* EXTRACTED ENTRIES:

===============

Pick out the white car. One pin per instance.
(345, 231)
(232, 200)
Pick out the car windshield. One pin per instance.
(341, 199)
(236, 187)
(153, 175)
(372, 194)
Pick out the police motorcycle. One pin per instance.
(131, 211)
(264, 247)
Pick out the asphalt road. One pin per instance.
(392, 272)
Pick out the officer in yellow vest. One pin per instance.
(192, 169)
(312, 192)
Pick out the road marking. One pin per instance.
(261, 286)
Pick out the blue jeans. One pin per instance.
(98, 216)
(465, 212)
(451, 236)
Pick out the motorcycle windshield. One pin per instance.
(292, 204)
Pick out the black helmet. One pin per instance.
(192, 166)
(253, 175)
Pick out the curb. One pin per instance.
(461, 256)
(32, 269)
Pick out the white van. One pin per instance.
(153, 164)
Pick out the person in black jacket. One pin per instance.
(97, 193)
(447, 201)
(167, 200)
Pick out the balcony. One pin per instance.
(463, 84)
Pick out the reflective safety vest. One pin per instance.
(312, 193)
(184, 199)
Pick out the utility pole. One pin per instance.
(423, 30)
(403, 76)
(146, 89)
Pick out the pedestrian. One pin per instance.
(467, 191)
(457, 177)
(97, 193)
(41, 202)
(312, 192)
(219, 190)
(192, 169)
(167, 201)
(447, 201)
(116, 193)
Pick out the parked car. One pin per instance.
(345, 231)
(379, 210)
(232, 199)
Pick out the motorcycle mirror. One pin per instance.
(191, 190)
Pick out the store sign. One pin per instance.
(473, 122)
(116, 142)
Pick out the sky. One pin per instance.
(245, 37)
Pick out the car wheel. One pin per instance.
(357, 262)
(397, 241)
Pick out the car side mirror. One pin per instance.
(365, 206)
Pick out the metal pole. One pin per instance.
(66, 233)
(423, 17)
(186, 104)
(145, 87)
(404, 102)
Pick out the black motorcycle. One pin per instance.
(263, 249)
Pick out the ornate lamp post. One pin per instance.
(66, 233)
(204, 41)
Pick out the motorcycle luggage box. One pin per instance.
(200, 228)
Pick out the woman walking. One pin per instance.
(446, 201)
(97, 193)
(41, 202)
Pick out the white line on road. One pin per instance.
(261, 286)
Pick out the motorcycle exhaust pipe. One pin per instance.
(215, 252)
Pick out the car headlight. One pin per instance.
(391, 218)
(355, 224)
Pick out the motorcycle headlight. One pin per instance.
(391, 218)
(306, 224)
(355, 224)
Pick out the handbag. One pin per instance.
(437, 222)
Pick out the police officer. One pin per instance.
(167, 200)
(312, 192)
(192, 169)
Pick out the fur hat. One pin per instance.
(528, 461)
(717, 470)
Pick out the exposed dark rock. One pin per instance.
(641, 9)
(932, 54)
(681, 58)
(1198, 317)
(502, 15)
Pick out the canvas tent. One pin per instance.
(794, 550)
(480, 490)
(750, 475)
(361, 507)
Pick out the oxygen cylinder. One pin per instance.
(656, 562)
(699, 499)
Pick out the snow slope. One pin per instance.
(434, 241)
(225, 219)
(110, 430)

===============

* GIVEN EXERCISE:
Can you return every entry above word for word, in the same order and with nothing added?

* EXERCISE OUTPUT:
Pick out the white car. One pin per instance.
(345, 231)
(232, 200)
Pick out the car windshield. One pin per instance.
(341, 199)
(236, 187)
(153, 175)
(372, 194)
Pick out the police motorcycle. One pin per instance.
(131, 211)
(264, 247)
Pick out the asphalt road. One pin per instance.
(392, 272)
Pick out the officer in yellow vest. One pin per instance.
(192, 169)
(312, 192)
Pick out the road marking. One pin per instance.
(261, 286)
Pick out the blue jeans. One pin per instance.
(98, 216)
(465, 212)
(451, 236)
Pick out the motorcycle windshield. One pin per instance.
(292, 204)
Pick out the black helmet. One pin per instance.
(192, 166)
(253, 175)
Pick out the curb. One pin per instance.
(461, 256)
(32, 269)
Pick out the white van. One pin per instance.
(153, 164)
Pick out the person in black jacket. One pin per instance.
(97, 193)
(447, 201)
(167, 200)
Pick out the balcony. One pin per instance.
(463, 84)
Pick out the reflective safety vest. One pin per instance.
(312, 193)
(184, 199)
Pick out the utility pole. One pin per instance.
(423, 30)
(403, 76)
(146, 89)
Pick out the pedestrian. One pin per instance.
(467, 191)
(457, 177)
(97, 193)
(41, 202)
(312, 192)
(219, 190)
(192, 169)
(167, 201)
(447, 201)
(116, 193)
Pick out the parked car. One pin per instance.
(345, 231)
(379, 210)
(232, 199)
Pick out the motorcycle mirror. One pin per instance.
(191, 190)
Pick out the store sign. One pin per instance.
(473, 122)
(116, 142)
Pick out the sky. One pin per instance.
(245, 37)
Pick out the car wheel. One pin per instance.
(357, 262)
(397, 241)
Pick out the car side mirror. One pin per instance.
(365, 206)
Pick out the metal pole. One pin per instance.
(66, 233)
(423, 17)
(186, 104)
(145, 87)
(404, 102)
Pick out the black motorcycle. One pin per instance.
(263, 249)
Pick out the ornate lamp post. One pin per instance.
(66, 233)
(204, 41)
Pick out the motorcycle luggage box. One pin per instance.
(200, 228)
Pick out the woman walking. One pin per instance.
(446, 201)
(97, 193)
(41, 202)
Pick out the white line on road. One pin per instance.
(261, 286)
Pick out the motorcycle exhaust pipe. One pin per instance.
(215, 252)
Pick out the car headlight. One pin per instance.
(391, 218)
(355, 224)
Pick out the motorcycle headlight. One pin per instance.
(391, 218)
(306, 224)
(355, 224)
Pick out the handbag. One pin per instance.
(437, 222)
Pick out the police officer. One pin per instance.
(167, 200)
(312, 192)
(192, 169)
Pick out the fur hat. One pin per instance.
(528, 461)
(717, 470)
Pick out the exposed dark rock. One pin per instance.
(641, 9)
(932, 54)
(681, 58)
(1198, 317)
(502, 15)
Pick out the canvas tent. One pin per instance.
(794, 550)
(480, 490)
(750, 475)
(361, 507)
Pick out the oxygen cylinder. One pin per instance.
(656, 562)
(699, 499)
Pick out the snow slope. One pin per instance.
(434, 241)
(225, 219)
(110, 430)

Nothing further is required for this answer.